Exercise description: Gather each line in the data that contains the word "coordinates". Case counts, so a line only matches if the capitalization is the same.

Collected data entries:
--------------------
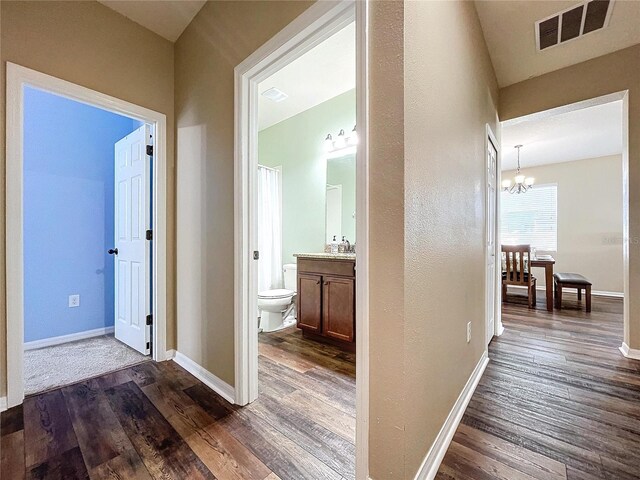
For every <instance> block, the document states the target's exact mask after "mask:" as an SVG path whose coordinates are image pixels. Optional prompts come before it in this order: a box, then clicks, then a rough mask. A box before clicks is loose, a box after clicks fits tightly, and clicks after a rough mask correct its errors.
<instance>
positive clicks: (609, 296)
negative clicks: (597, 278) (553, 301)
mask: <svg viewBox="0 0 640 480" xmlns="http://www.w3.org/2000/svg"><path fill="white" fill-rule="evenodd" d="M512 288H513V289H514V290H526V289H527V287H521V286H519V285H509V289H512ZM536 291H537V292H546V291H547V289H546V287H545V286H544V285H539V284H538V285H537V286H536ZM591 295H592V296H594V297H614V298H624V293H621V292H608V291H606V290H591Z"/></svg>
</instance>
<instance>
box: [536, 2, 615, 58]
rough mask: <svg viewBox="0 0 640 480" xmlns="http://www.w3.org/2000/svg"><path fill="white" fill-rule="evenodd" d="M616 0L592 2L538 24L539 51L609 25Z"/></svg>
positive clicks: (573, 9)
mask: <svg viewBox="0 0 640 480" xmlns="http://www.w3.org/2000/svg"><path fill="white" fill-rule="evenodd" d="M613 2H614V0H590V1H587V2H584V3H581V4H579V5H575V6H573V7H571V8H567V9H566V10H563V11H562V12H559V13H556V14H554V15H551V16H550V17H547V18H544V19H542V20H539V21H537V22H536V25H535V29H536V48H537V49H538V51H540V50H545V49H547V48H550V47H553V46H556V45H560V44H561V43H566V42H568V41H570V40H575V39H576V38H580V37H581V36H583V35H586V34H587V33H591V32H594V31H596V30H600V29H601V28H604V27H606V26H607V25H608V24H609V18H611V11H612V10H613Z"/></svg>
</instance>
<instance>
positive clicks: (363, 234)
mask: <svg viewBox="0 0 640 480" xmlns="http://www.w3.org/2000/svg"><path fill="white" fill-rule="evenodd" d="M367 8H368V7H367V4H366V3H365V2H338V3H332V4H328V3H324V2H319V3H316V4H314V5H313V6H312V7H310V8H309V9H308V10H307V11H305V12H304V13H303V14H302V15H301V16H300V17H298V18H297V19H296V20H295V21H294V22H292V23H291V24H289V25H288V26H287V27H286V28H285V29H284V30H282V31H281V32H279V33H278V35H276V36H275V37H274V38H273V39H272V40H270V41H269V42H267V43H266V44H265V45H264V46H263V47H261V48H260V49H258V50H257V51H256V52H254V54H252V55H251V56H250V57H248V58H247V59H246V60H245V61H244V62H242V63H241V64H240V65H239V66H238V67H236V70H235V78H236V89H235V92H236V98H235V106H236V115H235V117H236V128H235V131H236V144H235V198H236V202H235V204H236V206H237V207H236V210H235V245H236V250H235V258H236V266H235V282H236V284H235V287H236V288H235V291H236V298H235V338H236V345H235V347H236V348H235V356H236V362H235V379H236V381H235V401H236V403H237V404H239V405H247V404H248V403H251V402H253V401H254V400H256V399H257V398H258V355H257V352H258V338H257V337H258V335H257V330H258V322H257V321H256V318H257V315H258V312H257V305H256V303H257V302H256V301H255V299H256V298H257V296H258V292H257V291H256V289H257V282H256V280H257V263H258V262H257V260H258V259H259V255H260V254H259V252H258V251H257V250H256V249H255V247H254V246H255V245H256V244H257V238H256V235H257V229H256V226H257V219H256V214H255V212H256V200H257V199H256V195H255V192H256V191H257V185H256V178H255V172H256V171H257V165H258V158H257V156H258V144H257V125H258V121H257V103H258V99H259V91H258V86H259V84H260V82H261V81H263V80H264V79H266V78H268V77H269V76H270V75H271V74H273V73H274V72H276V71H278V70H280V69H281V68H283V67H284V66H286V65H288V64H289V63H291V62H292V61H294V60H295V59H296V58H299V57H300V56H302V55H303V54H304V53H306V52H308V51H309V50H311V49H312V48H313V47H314V46H316V45H318V44H319V43H321V42H322V41H323V40H325V39H327V38H329V37H330V36H332V35H333V34H335V33H336V32H338V31H340V30H341V29H343V28H344V27H345V26H347V25H349V24H350V23H352V22H354V20H355V30H356V124H357V133H358V137H359V147H358V152H357V156H356V191H357V194H356V210H357V212H358V213H357V215H356V218H355V220H356V237H357V239H358V253H357V255H358V268H357V271H356V272H355V274H356V284H357V288H356V291H355V297H356V298H355V307H356V322H355V323H356V330H357V332H358V334H357V336H356V398H357V401H356V411H357V413H356V423H357V427H356V449H355V450H356V478H366V477H367V471H366V470H367V455H368V454H367V451H368V447H367V445H368V433H367V416H368V415H367V406H368V398H367V392H368V384H367V381H368V325H367V321H366V319H367V308H368V302H367V295H368V293H367V291H368V270H367V266H368V242H367V231H368V228H367V221H368V212H367V191H368V188H367V178H368V173H367V169H368V160H367V105H366V95H367V93H366V92H367V84H366V71H367V54H366V35H367V34H366V23H367V20H366V18H367ZM352 127H353V125H350V126H347V128H349V130H348V131H351V128H352ZM325 191H326V186H325ZM322 240H324V238H322Z"/></svg>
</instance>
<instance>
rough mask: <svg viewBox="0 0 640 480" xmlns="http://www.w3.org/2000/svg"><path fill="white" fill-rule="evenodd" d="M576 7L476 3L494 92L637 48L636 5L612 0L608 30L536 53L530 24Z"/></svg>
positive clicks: (564, 4) (626, 2)
mask: <svg viewBox="0 0 640 480" xmlns="http://www.w3.org/2000/svg"><path fill="white" fill-rule="evenodd" d="M580 3H581V2H579V1H576V0H569V1H566V0H558V1H555V0H538V1H518V0H476V2H475V5H476V10H477V12H478V16H479V17H480V23H481V24H482V30H483V32H484V37H485V40H486V42H487V47H488V48H489V54H490V55H491V61H492V63H493V68H494V69H495V72H496V76H497V77H498V84H499V85H500V87H505V86H507V85H511V84H513V83H517V82H520V81H522V80H526V79H528V78H532V77H536V76H538V75H542V74H544V73H548V72H551V71H554V70H558V69H560V68H564V67H568V66H570V65H573V64H576V63H580V62H584V61H586V60H589V59H592V58H595V57H599V56H601V55H606V54H607V53H611V52H614V51H616V50H621V49H623V48H626V47H630V46H632V45H635V44H638V43H640V27H639V26H640V1H637V0H617V1H615V3H614V4H613V12H612V15H611V19H610V22H609V26H608V27H605V28H603V29H602V30H596V31H595V32H592V33H589V34H587V35H585V36H584V37H580V38H578V39H577V40H574V41H570V42H568V43H566V44H561V45H558V46H555V47H553V48H549V49H546V50H543V51H542V52H538V51H537V50H536V40H535V26H534V24H535V22H536V21H537V20H542V19H544V18H546V17H548V16H550V15H553V14H555V13H557V12H560V11H562V10H564V9H566V8H569V7H572V6H575V5H579V4H580Z"/></svg>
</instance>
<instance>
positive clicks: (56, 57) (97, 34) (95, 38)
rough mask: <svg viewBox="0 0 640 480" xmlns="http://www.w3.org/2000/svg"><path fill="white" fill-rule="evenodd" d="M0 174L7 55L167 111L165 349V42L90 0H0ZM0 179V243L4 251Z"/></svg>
mask: <svg viewBox="0 0 640 480" xmlns="http://www.w3.org/2000/svg"><path fill="white" fill-rule="evenodd" d="M0 12H1V13H0V22H1V25H0V34H1V35H2V36H1V38H0V61H2V69H0V174H1V175H2V176H3V177H4V172H5V165H6V162H7V161H12V159H6V158H5V152H6V150H5V133H4V132H5V102H6V100H5V95H6V93H5V92H6V88H5V85H6V83H5V82H6V70H5V63H4V62H13V63H16V64H18V65H22V66H25V67H28V68H32V69H34V70H37V71H40V72H43V73H46V74H49V75H53V76H55V77H58V78H62V79H64V80H68V81H70V82H73V83H76V84H79V85H82V86H85V87H88V88H91V89H94V90H97V91H99V92H102V93H106V94H108V95H112V96H114V97H117V98H120V99H123V100H126V101H129V102H131V103H135V104H137V105H141V106H143V107H147V108H150V109H152V110H155V111H157V112H161V113H164V114H165V115H166V116H167V149H168V150H167V163H168V167H169V168H168V178H167V229H168V231H167V252H168V258H167V268H168V272H167V273H168V276H167V282H168V285H167V348H175V339H176V336H175V296H174V292H175V274H174V268H175V241H174V238H175V223H174V205H175V198H174V182H175V176H174V170H173V163H174V162H173V159H174V140H173V139H174V128H175V125H174V116H173V101H174V89H173V44H172V43H171V42H169V41H168V40H165V39H163V38H162V37H160V36H158V35H156V34H155V33H153V32H151V31H149V30H147V29H145V28H144V27H141V26H140V25H138V24H137V23H135V22H133V21H131V20H128V19H127V18H125V17H123V16H122V15H120V14H118V13H116V12H114V11H113V10H111V9H109V8H107V7H105V6H104V5H101V4H100V3H98V2H64V1H47V2H38V1H4V0H3V1H2V2H0ZM5 198H6V195H5V185H4V182H0V231H1V232H3V234H2V235H0V250H2V251H4V250H5V241H6V238H5V235H4V231H5V215H4V212H5V210H6V208H11V205H8V206H7V205H5ZM4 259H5V257H4V255H2V256H0V378H1V379H2V381H0V396H4V395H6V384H5V380H4V379H6V351H5V347H6V338H5V332H6V304H5V298H6V288H5V285H6V278H5V270H6V266H5V260H4Z"/></svg>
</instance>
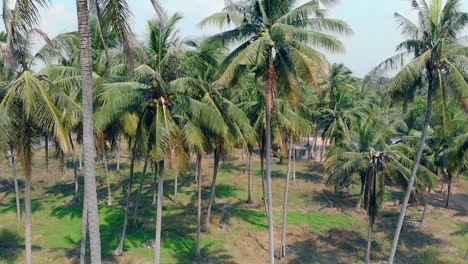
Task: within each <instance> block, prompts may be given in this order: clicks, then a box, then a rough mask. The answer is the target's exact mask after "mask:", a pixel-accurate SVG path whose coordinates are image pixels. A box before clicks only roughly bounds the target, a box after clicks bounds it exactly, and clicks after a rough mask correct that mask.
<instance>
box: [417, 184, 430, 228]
mask: <svg viewBox="0 0 468 264" xmlns="http://www.w3.org/2000/svg"><path fill="white" fill-rule="evenodd" d="M429 195H430V192H428V193H427V195H424V198H423V199H424V209H423V213H422V215H421V219H420V220H419V226H420V227H421V226H423V225H424V224H425V223H424V221H425V218H426V213H427V207H428V205H429Z"/></svg>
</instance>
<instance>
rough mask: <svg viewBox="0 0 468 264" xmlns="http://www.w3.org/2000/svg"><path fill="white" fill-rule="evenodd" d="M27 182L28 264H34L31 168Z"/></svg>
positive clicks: (27, 259) (25, 230) (25, 200)
mask: <svg viewBox="0 0 468 264" xmlns="http://www.w3.org/2000/svg"><path fill="white" fill-rule="evenodd" d="M25 174H26V175H25V176H26V181H25V188H24V207H25V215H26V228H25V239H26V255H25V257H26V264H31V263H32V214H31V167H30V166H29V168H27V169H26V172H25Z"/></svg>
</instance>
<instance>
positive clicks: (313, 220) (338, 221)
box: [287, 211, 359, 233]
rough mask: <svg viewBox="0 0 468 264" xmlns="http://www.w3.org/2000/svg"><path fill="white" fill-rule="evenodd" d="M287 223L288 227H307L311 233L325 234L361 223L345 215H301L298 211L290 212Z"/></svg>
mask: <svg viewBox="0 0 468 264" xmlns="http://www.w3.org/2000/svg"><path fill="white" fill-rule="evenodd" d="M287 221H288V225H292V226H307V227H309V229H310V231H312V232H321V233H325V232H327V231H328V230H330V229H332V228H338V227H351V226H354V225H357V224H358V223H359V221H358V220H357V219H356V218H355V217H353V216H351V215H349V214H345V213H322V212H307V213H301V212H297V211H296V212H295V211H289V212H288V214H287Z"/></svg>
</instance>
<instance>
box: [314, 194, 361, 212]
mask: <svg viewBox="0 0 468 264" xmlns="http://www.w3.org/2000/svg"><path fill="white" fill-rule="evenodd" d="M357 200H358V196H351V195H348V194H347V193H345V192H333V191H330V190H327V189H322V191H320V192H319V191H317V192H315V193H314V194H313V195H312V201H314V202H318V203H320V205H321V206H322V208H321V209H323V208H333V207H335V208H337V209H339V210H340V211H346V210H347V209H352V208H355V207H356V202H357Z"/></svg>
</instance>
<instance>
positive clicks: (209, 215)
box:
--------------------
Result of this exercise:
For every <instance> block, the document states the target's exact mask after "mask:" as an SVG path whose coordinates are image pixels. Optional prompts come before it in this order: a box, then clicks, then a rough mask. A box before clicks is loose, a box after clicks fits tightly, and clicks after a rough mask correct its errors.
Task: within each <instance> block, prompts may be given in this order: clicks, then a box, then a rough mask. The answer is the target's exact mask after "mask:", a pixel-accurate SVG path whose coordinates are image pixels. A box before clicks only roughly bounds the target, a box after clicks bounds it exactly, and clicks after a rough mask correct that mask.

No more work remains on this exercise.